## [EXERCISE PROMPT]
Beneath this task is a listing; retype all of it exactly.

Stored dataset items
--------------------------------
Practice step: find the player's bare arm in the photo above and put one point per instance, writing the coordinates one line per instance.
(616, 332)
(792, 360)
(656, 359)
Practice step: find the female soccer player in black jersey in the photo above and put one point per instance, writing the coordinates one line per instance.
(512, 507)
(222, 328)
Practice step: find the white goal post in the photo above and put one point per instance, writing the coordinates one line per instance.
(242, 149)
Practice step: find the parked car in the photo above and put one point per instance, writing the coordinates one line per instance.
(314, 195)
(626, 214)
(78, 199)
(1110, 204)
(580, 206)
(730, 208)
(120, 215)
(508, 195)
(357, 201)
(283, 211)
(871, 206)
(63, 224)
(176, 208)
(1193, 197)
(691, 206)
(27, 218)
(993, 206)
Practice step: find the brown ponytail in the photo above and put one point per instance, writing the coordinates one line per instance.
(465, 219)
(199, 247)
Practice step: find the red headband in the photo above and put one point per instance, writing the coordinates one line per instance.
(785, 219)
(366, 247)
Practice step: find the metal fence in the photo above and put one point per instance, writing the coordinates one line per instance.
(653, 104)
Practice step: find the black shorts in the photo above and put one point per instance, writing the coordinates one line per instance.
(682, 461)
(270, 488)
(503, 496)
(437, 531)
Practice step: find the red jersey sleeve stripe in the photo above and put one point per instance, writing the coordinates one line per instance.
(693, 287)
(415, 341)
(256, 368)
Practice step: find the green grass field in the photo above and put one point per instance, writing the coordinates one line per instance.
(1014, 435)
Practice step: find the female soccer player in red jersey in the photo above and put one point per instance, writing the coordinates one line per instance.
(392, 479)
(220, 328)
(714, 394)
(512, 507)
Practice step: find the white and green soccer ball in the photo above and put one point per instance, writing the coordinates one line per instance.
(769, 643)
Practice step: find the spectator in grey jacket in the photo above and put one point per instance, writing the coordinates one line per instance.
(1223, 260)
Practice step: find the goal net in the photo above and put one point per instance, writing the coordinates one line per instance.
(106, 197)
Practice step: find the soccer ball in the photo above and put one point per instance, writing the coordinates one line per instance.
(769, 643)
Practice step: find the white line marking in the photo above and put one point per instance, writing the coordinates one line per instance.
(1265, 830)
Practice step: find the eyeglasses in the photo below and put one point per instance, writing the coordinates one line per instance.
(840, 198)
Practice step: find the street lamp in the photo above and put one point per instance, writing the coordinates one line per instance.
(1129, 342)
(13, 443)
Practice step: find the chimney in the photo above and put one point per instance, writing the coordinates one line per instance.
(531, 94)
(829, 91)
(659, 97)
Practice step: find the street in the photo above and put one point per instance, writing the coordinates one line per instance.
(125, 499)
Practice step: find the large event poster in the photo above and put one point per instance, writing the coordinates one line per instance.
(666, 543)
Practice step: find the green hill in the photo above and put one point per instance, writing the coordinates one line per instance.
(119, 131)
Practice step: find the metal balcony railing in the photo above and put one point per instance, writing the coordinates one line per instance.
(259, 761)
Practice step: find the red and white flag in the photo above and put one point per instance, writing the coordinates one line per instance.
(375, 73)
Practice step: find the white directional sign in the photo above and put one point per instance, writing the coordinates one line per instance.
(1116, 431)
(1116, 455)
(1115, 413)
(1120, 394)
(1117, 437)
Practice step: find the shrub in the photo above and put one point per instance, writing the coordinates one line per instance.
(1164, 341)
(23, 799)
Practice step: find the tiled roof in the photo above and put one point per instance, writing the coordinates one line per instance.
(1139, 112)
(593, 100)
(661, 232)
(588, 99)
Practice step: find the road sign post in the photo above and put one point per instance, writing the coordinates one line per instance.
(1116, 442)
--------------------------------
## [FULL ANSWER]
Practice step: find the player's bare arm in the photo above and put one point per instance, writing the coordinates one line per instance.
(616, 332)
(792, 360)
(656, 359)
Practice step: find the female soccer player in black jersey in the photo above and put one point per instance, writing the coordinates one line per instance.
(512, 507)
(222, 328)
Practice step: find the white goal post in the photo above and put one point per instance, writing the coordinates one line per instance.
(242, 149)
Practice step: find the parked car in the photo above and put one point per instance, writing the coordinates one line per instance.
(314, 195)
(626, 214)
(78, 199)
(1110, 204)
(580, 206)
(730, 208)
(120, 215)
(508, 195)
(357, 201)
(283, 211)
(871, 206)
(63, 224)
(176, 208)
(1193, 197)
(691, 206)
(27, 218)
(993, 206)
Practice step: find the brown ponytail in the photo above and put one point per instance, writing the coordinates one line per instance.
(465, 219)
(199, 247)
Practice step: find the red headband in the photo above and put one point per instance, writing the coordinates one line per instance.
(785, 219)
(366, 247)
Practice step: find the metal fence in the photo above and put one point per instance, writing the coordinates one line per instance.
(653, 104)
Practice step: find the black shorts in the photo above and put one point per instance, writing the coordinates one line per instance.
(682, 461)
(270, 488)
(503, 496)
(437, 531)
Practice step: find the red jersey sleeve stripe in the photo above and put one point per instance, writing the coordinates one line per instance.
(693, 287)
(415, 341)
(256, 368)
Practice step: find the green grass field in the photo above and put one point per instance, writing the coordinates one line per instance.
(1014, 435)
Practice step: find the female soccer player in red jersey in the photo above and put one point per instance, writing the coordinates one line per instance.
(392, 479)
(220, 328)
(714, 394)
(512, 507)
Practice step: find the white and green soccer ball in the photo above and put one point per instance, writing the coordinates one line per instance.
(769, 643)
Practice step: find the spectator in grey jacket in the photo above and put one point per instance, writing the coordinates one line per instance.
(1223, 260)
Practice step: find the goal net in the photo above and put one point per instance, writing the coordinates one line per instance.
(106, 197)
Practice step: find the soccer ball in the photo above and put one point per instance, writing the coordinates one line per instance.
(769, 643)
Practice step: find the white line marking in the photo above and put one point per instance, writing the coordinates one line per instance.
(1265, 830)
Practice step: find the eyeglasses in the photo below and put one point per instance, writing the coordinates one line per instance.
(840, 198)
Practice step: find the street lamp in the photo above and put one point per instance, writing the coordinates one line per instance.
(1129, 342)
(13, 443)
Practice step: find the chimney in the photo above and put one point per instance, writing the coordinates one line per instance.
(531, 94)
(829, 91)
(659, 97)
Practice step: find the street in the photo above and put one point per instance, writing the coordinates one line per instance.
(125, 499)
Practice step: find the large event poster in the photo above and put one point per instance, writing the coordinates one line per instance.
(666, 543)
Practice step: find the green hill in the photo above and put one point per instance, writing the coordinates one line per instance.
(119, 131)
Practice step: find the metal balcony railing in the photo above and put one point per instance, writing the coordinates one line per instance.
(259, 761)
Practice step: find the red and white flag in the photo above and put one point per instance, writing the coordinates one line per instance.
(375, 73)
Practice step: find the white directional sign in the photo above and put one point per instance, writing the coordinates one line per instance.
(1116, 431)
(1116, 455)
(1115, 413)
(1120, 394)
(1117, 437)
Practice step: find the shrub in the photo above and put one point per instance, writing the coordinates one line per instance.
(1164, 341)
(23, 799)
Practice step: find the tiled roof in the photo above and put one point per instance, writing the coordinates one line per instance.
(1139, 112)
(593, 100)
(661, 232)
(588, 99)
Practice step: find the road sign post in the photo above and put one point per instance, writing the coordinates one line per instance.
(1116, 442)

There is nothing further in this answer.